*** MATERIAL FOR THE TASK ***

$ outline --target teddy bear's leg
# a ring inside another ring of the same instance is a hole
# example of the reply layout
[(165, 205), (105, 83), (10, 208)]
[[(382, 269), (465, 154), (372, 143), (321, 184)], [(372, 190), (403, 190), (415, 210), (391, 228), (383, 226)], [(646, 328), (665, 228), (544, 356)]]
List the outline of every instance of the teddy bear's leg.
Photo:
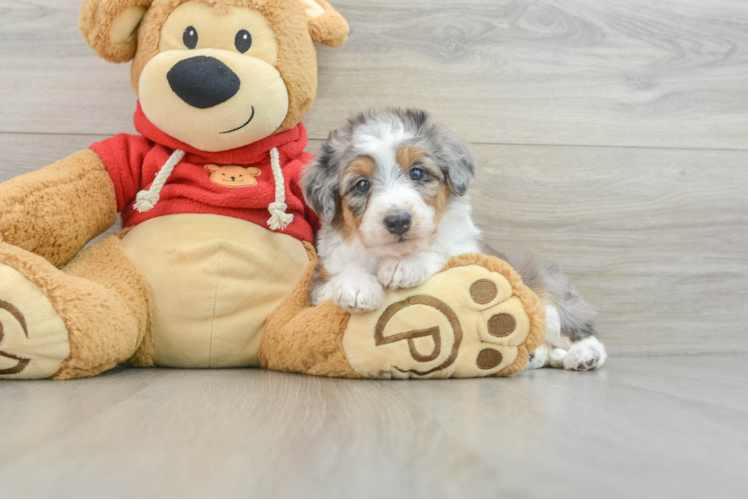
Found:
[(285, 372), (361, 378), (343, 351), (343, 334), (350, 315), (332, 302), (310, 306), (309, 284), (317, 266), (317, 254), (310, 244), (304, 246), (309, 266), (291, 296), (267, 320), (260, 345), (260, 365)]
[(0, 378), (90, 377), (148, 365), (148, 288), (110, 236), (62, 270), (0, 243)]
[(543, 343), (538, 296), (504, 261), (453, 258), (423, 285), (388, 290), (377, 311), (310, 307), (313, 268), (268, 319), (260, 359), (268, 368), (347, 378), (508, 376)]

*** End of MATERIAL FOR THE TASK ***

▶ **INSTRUCTIONS FOR THE TASK**
The task calls for duplicating the data exactly, with no images kept.

▶ **RESPONSE FOR THIS EXERCISE**
$ outline --target teddy bear's leg
# a ring inside another ring of the same instance is a hole
# example of the reply layout
[(165, 205), (105, 83), (10, 208)]
[[(382, 269), (465, 154), (372, 143), (321, 184)], [(372, 190), (403, 190), (415, 210), (391, 228), (383, 226)], [(646, 328), (665, 228), (544, 356)]]
List the outline of every instance of the teddy bear's leg.
Photo:
Found:
[(285, 372), (361, 378), (343, 351), (343, 334), (350, 315), (332, 302), (310, 306), (309, 284), (317, 266), (317, 254), (310, 244), (304, 246), (309, 266), (291, 296), (267, 320), (260, 345), (260, 365)]
[(0, 378), (90, 377), (148, 365), (148, 288), (110, 236), (62, 270), (0, 243)]
[(543, 343), (538, 296), (504, 261), (453, 258), (423, 285), (388, 290), (377, 311), (310, 307), (313, 268), (268, 319), (260, 359), (268, 368), (347, 378), (508, 376)]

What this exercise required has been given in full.